**Text provided**.
╔══

LOS ANGELES ― Just before he left the field Saturday afternoon, Mookie Betts had a long talk with Eddy Alvarez. Betts was done taking ground balls, something he hasn’t done much of in 2022. Alvarez, who’s started more than 500 games on the infield as a professional, made for a good sounding board.

When Betts returns to the Dodgers either Sunday or Monday ― neither he nor manager Dave Roberts were ready to say before Saturday’s game ― he will play second base. Chris Taylor will stay in right field and Gavin Lux will be the primary left fielder until Betts’ cracked rib is more fully healed. At that point, Betts will return to the position at which he has won four Gold Glove awards.

It’s unclear how long that will take. What’s clear is that Betts has no intention of easing back into the lineup.

“I would like to go straight into playing the field,” he said. “I feel like I can help us defensively. We have some pretty good DHs. Let them do their thing.”

Roberts said he plans to use Betts at or near the top of the lineup in every game between now and the Dodgers’ next off-day, July 11.

╚══

**Requirement**. Name every person mentioned in the passage on Mookie Betts's return to the Dodgers. The entries that follow are drawn from a separate source.

**Data rows**.
╔══

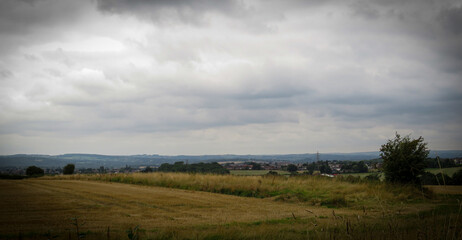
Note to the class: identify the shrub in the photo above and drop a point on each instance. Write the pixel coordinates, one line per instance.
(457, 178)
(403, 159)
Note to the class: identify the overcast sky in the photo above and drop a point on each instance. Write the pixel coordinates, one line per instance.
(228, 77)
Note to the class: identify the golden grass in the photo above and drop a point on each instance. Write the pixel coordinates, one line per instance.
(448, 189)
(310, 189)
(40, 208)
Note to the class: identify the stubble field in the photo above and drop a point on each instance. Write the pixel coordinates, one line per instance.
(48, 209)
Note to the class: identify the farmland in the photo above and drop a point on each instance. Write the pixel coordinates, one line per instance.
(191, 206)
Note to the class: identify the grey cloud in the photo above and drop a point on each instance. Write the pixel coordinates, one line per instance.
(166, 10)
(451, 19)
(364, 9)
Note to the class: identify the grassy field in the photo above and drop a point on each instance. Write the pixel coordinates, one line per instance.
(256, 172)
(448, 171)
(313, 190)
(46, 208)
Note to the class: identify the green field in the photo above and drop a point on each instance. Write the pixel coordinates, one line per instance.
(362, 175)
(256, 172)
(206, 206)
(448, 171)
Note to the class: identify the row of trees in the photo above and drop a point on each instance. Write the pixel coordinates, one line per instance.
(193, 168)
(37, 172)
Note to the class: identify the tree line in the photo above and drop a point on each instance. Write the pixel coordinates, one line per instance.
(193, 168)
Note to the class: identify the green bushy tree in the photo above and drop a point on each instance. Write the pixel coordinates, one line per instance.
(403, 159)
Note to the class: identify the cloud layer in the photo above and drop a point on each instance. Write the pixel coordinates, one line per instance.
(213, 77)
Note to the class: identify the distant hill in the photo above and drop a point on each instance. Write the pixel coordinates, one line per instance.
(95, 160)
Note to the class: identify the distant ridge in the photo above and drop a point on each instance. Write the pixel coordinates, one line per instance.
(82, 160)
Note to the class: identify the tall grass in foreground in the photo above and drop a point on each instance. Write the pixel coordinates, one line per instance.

╚══

**Solution to this task**. Mookie Betts, Eddy Alvarez, Dave Roberts, Chris Taylor, Gavin Lux